_Input for this task_.
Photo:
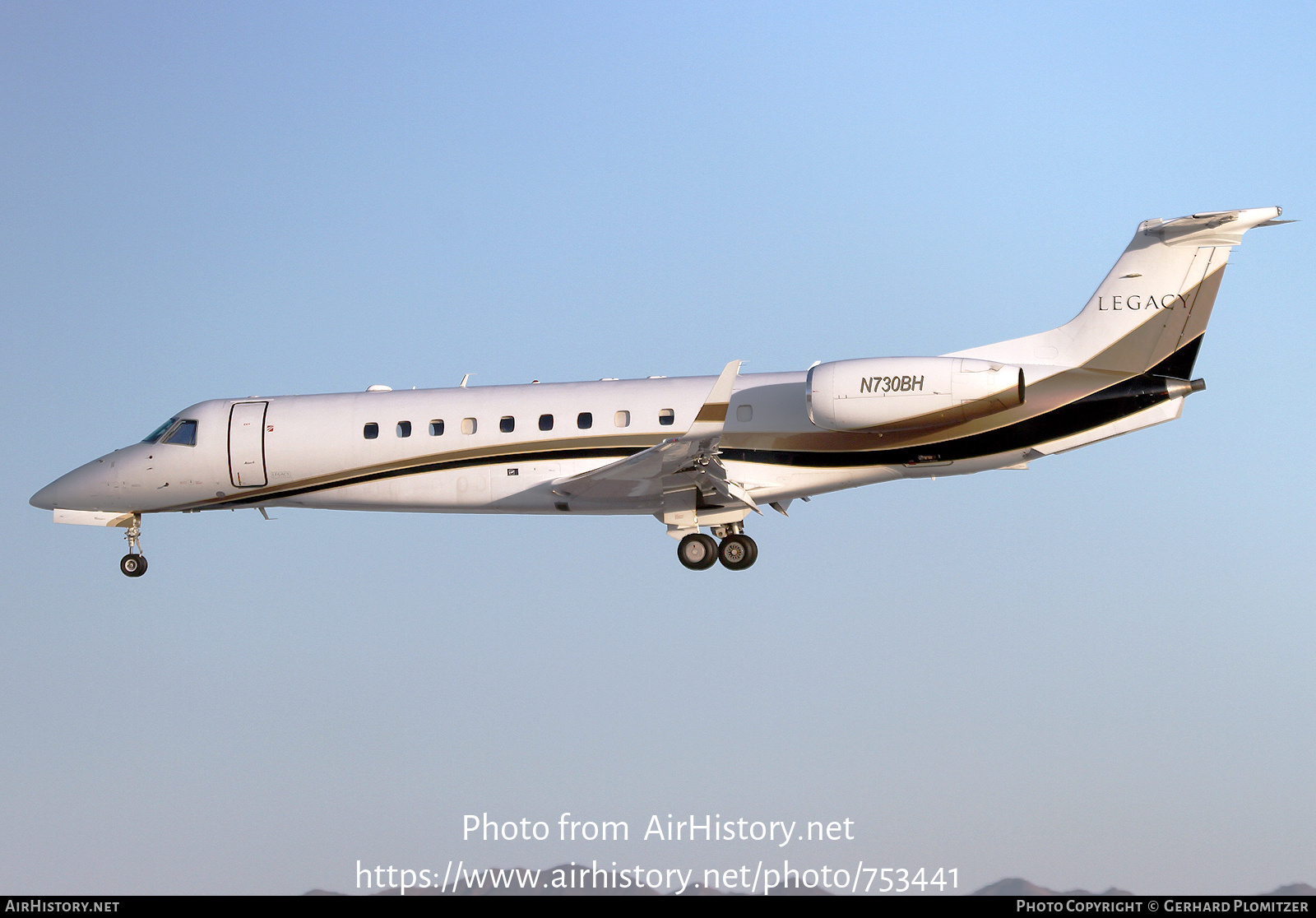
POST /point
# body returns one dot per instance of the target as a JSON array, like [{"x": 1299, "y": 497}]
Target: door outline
[{"x": 234, "y": 474}]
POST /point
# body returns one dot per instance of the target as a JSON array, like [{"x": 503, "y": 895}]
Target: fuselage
[{"x": 499, "y": 449}]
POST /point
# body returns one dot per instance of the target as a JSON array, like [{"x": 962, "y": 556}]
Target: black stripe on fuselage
[
  {"x": 441, "y": 466},
  {"x": 1103, "y": 406},
  {"x": 1110, "y": 404}
]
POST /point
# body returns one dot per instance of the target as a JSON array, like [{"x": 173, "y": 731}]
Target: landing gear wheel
[
  {"x": 697, "y": 551},
  {"x": 737, "y": 553}
]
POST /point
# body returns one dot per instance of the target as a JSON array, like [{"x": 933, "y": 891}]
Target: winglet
[{"x": 712, "y": 416}]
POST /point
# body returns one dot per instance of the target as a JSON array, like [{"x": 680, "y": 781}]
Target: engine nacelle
[{"x": 910, "y": 392}]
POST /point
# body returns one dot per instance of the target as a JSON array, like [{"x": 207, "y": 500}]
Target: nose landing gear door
[{"x": 247, "y": 443}]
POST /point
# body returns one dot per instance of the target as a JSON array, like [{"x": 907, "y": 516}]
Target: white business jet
[{"x": 697, "y": 452}]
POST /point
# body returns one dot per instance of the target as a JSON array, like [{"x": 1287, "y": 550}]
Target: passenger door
[{"x": 247, "y": 443}]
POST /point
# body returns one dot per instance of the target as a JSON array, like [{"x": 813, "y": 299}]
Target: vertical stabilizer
[{"x": 1155, "y": 301}]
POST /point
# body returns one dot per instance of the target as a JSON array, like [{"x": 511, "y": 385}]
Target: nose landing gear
[{"x": 133, "y": 564}]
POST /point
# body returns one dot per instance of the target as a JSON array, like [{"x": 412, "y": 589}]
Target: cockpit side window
[
  {"x": 184, "y": 434},
  {"x": 155, "y": 434}
]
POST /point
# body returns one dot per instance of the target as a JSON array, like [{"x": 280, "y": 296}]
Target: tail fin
[{"x": 1153, "y": 304}]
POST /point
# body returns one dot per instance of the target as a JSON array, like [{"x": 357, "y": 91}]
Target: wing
[{"x": 669, "y": 467}]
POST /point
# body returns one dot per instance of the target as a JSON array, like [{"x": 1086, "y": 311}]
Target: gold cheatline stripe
[
  {"x": 712, "y": 410},
  {"x": 493, "y": 454}
]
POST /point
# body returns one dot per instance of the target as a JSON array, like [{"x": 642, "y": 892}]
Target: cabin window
[
  {"x": 160, "y": 432},
  {"x": 184, "y": 434}
]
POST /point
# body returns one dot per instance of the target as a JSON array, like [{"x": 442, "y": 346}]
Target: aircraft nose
[
  {"x": 46, "y": 498},
  {"x": 85, "y": 488}
]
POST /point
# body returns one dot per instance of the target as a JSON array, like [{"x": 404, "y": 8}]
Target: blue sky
[{"x": 1090, "y": 674}]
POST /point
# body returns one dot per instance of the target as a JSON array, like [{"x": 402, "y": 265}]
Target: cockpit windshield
[
  {"x": 155, "y": 434},
  {"x": 178, "y": 432},
  {"x": 184, "y": 434}
]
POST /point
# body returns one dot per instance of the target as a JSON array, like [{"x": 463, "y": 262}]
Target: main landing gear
[
  {"x": 736, "y": 551},
  {"x": 133, "y": 564}
]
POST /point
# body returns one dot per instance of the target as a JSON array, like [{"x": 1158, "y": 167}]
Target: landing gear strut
[{"x": 133, "y": 564}]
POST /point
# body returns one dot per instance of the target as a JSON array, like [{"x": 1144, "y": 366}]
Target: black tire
[
  {"x": 697, "y": 551},
  {"x": 737, "y": 553},
  {"x": 133, "y": 566}
]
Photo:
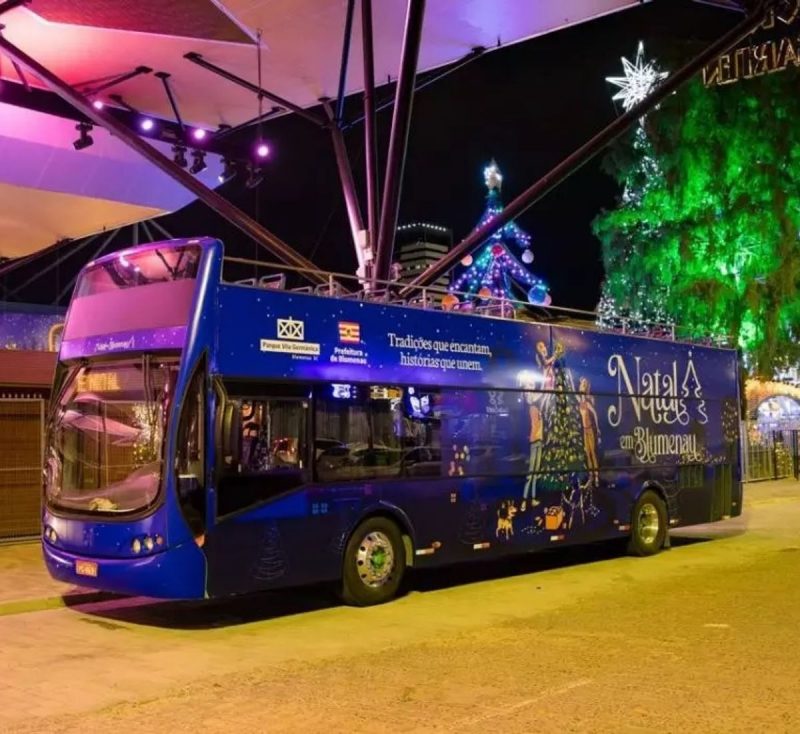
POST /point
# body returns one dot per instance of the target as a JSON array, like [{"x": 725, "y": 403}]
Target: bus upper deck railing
[{"x": 434, "y": 297}]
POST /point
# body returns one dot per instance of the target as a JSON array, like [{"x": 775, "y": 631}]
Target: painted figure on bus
[
  {"x": 536, "y": 440},
  {"x": 505, "y": 519},
  {"x": 546, "y": 364},
  {"x": 591, "y": 431}
]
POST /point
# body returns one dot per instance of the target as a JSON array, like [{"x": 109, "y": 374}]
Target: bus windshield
[{"x": 106, "y": 436}]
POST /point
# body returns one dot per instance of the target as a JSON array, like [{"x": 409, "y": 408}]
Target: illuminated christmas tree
[
  {"x": 495, "y": 270},
  {"x": 715, "y": 234},
  {"x": 634, "y": 304},
  {"x": 563, "y": 454}
]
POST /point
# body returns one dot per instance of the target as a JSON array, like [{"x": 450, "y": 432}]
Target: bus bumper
[{"x": 176, "y": 573}]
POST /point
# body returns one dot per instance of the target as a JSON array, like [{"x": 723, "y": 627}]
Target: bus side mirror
[{"x": 231, "y": 435}]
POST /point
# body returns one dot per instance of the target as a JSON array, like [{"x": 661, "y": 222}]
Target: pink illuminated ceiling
[{"x": 86, "y": 41}]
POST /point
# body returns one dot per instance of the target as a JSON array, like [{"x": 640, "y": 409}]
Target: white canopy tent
[{"x": 49, "y": 191}]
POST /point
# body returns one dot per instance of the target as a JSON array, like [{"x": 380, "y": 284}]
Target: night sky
[{"x": 528, "y": 106}]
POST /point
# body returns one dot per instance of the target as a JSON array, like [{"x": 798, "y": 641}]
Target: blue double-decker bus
[{"x": 210, "y": 438}]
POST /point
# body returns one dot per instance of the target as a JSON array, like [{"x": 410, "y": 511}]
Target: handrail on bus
[{"x": 431, "y": 296}]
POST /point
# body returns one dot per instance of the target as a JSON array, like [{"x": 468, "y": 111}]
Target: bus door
[{"x": 262, "y": 458}]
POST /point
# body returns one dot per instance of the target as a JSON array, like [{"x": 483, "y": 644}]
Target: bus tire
[
  {"x": 648, "y": 525},
  {"x": 374, "y": 563}
]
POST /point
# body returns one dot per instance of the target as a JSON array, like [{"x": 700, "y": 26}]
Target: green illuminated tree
[{"x": 711, "y": 234}]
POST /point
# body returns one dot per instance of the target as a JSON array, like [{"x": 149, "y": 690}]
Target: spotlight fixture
[
  {"x": 228, "y": 171},
  {"x": 84, "y": 140},
  {"x": 254, "y": 176},
  {"x": 198, "y": 161},
  {"x": 179, "y": 156}
]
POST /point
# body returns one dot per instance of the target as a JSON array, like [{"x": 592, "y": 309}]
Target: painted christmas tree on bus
[{"x": 495, "y": 270}]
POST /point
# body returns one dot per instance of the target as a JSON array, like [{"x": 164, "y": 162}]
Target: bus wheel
[
  {"x": 648, "y": 525},
  {"x": 374, "y": 563}
]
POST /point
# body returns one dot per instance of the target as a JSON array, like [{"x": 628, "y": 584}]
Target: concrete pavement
[
  {"x": 701, "y": 638},
  {"x": 26, "y": 586}
]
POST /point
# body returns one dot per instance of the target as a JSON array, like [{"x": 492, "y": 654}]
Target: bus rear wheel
[
  {"x": 374, "y": 563},
  {"x": 648, "y": 525}
]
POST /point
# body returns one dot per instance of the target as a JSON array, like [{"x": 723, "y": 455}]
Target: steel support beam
[
  {"x": 348, "y": 31},
  {"x": 398, "y": 140},
  {"x": 211, "y": 198},
  {"x": 18, "y": 262},
  {"x": 138, "y": 71},
  {"x": 196, "y": 58},
  {"x": 348, "y": 184},
  {"x": 171, "y": 97},
  {"x": 477, "y": 52},
  {"x": 39, "y": 273},
  {"x": 228, "y": 131},
  {"x": 370, "y": 130},
  {"x": 587, "y": 151},
  {"x": 106, "y": 242}
]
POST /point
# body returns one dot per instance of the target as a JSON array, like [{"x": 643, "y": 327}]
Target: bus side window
[
  {"x": 190, "y": 453},
  {"x": 270, "y": 457},
  {"x": 376, "y": 432}
]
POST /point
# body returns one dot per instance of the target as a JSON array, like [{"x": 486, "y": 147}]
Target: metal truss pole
[
  {"x": 370, "y": 132},
  {"x": 348, "y": 185},
  {"x": 398, "y": 140},
  {"x": 348, "y": 30},
  {"x": 587, "y": 151},
  {"x": 211, "y": 198}
]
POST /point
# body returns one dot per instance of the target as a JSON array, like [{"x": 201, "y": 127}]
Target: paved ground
[{"x": 702, "y": 638}]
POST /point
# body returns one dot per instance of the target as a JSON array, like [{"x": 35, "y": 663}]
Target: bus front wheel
[
  {"x": 648, "y": 525},
  {"x": 374, "y": 563}
]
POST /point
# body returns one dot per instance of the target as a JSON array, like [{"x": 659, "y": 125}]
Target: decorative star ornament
[
  {"x": 492, "y": 176},
  {"x": 638, "y": 81}
]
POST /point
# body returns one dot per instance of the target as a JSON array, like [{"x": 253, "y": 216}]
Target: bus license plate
[{"x": 86, "y": 568}]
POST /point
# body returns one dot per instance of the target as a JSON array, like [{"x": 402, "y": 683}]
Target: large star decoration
[
  {"x": 639, "y": 80},
  {"x": 492, "y": 176}
]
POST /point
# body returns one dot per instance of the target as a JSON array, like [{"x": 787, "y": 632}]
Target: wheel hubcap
[
  {"x": 375, "y": 559},
  {"x": 648, "y": 525}
]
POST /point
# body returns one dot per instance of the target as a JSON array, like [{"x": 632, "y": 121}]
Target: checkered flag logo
[{"x": 291, "y": 329}]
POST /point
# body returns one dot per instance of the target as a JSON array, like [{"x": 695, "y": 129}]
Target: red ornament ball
[{"x": 449, "y": 301}]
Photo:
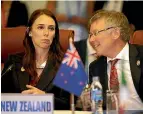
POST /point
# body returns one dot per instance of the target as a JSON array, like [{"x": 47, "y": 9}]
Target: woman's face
[{"x": 43, "y": 32}]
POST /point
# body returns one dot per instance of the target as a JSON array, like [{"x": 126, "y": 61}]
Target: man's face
[{"x": 101, "y": 37}]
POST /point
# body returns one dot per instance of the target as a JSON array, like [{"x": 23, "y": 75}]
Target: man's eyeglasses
[{"x": 97, "y": 32}]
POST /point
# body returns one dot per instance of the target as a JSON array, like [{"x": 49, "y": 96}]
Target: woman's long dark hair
[{"x": 55, "y": 51}]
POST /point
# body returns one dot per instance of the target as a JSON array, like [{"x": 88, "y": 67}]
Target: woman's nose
[{"x": 46, "y": 32}]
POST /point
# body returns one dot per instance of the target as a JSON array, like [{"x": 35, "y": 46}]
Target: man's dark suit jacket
[
  {"x": 99, "y": 68},
  {"x": 18, "y": 15},
  {"x": 15, "y": 81}
]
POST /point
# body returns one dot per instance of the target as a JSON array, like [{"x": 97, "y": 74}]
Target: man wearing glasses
[{"x": 109, "y": 36}]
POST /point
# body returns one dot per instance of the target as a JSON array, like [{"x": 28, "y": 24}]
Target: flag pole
[{"x": 72, "y": 103}]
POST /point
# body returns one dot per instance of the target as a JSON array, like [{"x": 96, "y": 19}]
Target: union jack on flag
[
  {"x": 71, "y": 57},
  {"x": 71, "y": 75}
]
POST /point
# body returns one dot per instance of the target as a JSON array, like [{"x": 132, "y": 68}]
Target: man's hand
[{"x": 32, "y": 90}]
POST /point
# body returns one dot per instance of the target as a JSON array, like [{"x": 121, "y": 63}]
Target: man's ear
[{"x": 116, "y": 33}]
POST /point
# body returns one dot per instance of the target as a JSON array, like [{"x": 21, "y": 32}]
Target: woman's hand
[{"x": 32, "y": 90}]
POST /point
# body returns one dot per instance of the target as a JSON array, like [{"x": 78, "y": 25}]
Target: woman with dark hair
[{"x": 35, "y": 69}]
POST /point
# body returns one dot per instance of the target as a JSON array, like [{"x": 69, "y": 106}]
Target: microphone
[{"x": 7, "y": 70}]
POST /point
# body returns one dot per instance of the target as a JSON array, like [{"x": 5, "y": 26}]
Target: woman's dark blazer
[{"x": 15, "y": 80}]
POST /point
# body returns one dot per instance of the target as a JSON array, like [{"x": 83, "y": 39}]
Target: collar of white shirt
[{"x": 123, "y": 55}]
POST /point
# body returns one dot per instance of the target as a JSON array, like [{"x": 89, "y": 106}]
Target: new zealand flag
[{"x": 71, "y": 75}]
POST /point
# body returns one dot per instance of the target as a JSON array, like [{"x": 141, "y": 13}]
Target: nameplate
[{"x": 27, "y": 104}]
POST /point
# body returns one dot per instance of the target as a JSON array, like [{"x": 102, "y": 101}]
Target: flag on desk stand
[
  {"x": 71, "y": 75},
  {"x": 123, "y": 94}
]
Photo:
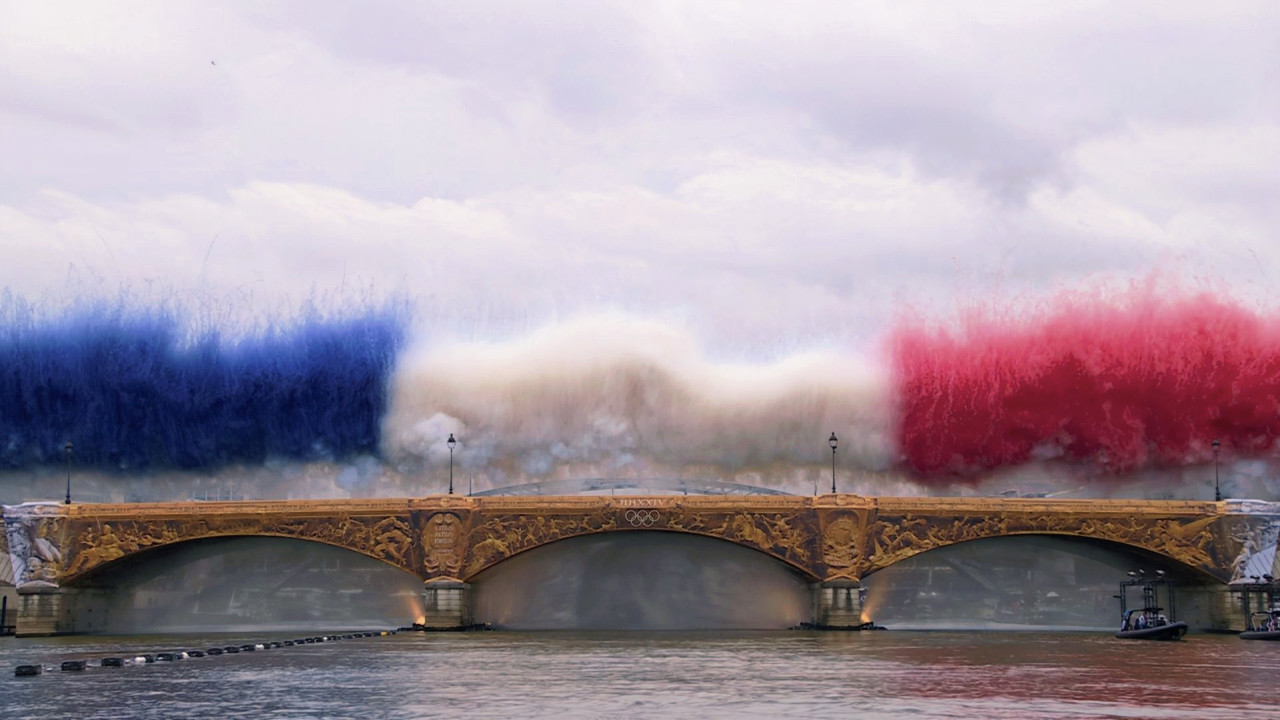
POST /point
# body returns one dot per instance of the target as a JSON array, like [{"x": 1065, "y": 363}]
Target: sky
[{"x": 759, "y": 185}]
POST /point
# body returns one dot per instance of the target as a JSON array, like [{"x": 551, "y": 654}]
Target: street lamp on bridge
[
  {"x": 832, "y": 441},
  {"x": 451, "y": 442},
  {"x": 1217, "y": 488},
  {"x": 68, "y": 447}
]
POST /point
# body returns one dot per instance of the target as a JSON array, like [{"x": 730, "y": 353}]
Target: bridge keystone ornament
[{"x": 641, "y": 518}]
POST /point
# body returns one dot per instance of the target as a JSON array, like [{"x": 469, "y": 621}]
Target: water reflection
[{"x": 763, "y": 674}]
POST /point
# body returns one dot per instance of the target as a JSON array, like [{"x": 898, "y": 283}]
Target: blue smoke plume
[{"x": 135, "y": 391}]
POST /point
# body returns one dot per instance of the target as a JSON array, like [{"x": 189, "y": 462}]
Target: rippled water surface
[{"x": 552, "y": 674}]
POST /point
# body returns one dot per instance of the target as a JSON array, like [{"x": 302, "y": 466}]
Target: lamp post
[
  {"x": 1217, "y": 488},
  {"x": 832, "y": 441},
  {"x": 451, "y": 442},
  {"x": 68, "y": 447}
]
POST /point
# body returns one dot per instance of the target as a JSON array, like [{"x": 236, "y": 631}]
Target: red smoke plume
[{"x": 1123, "y": 386}]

_Goal of the exercise_.
Please show, unchanged, each line of the data above that contains the word "lamp".

_Solved exercise_.
Target: street lamp on bridge
Target: lamp post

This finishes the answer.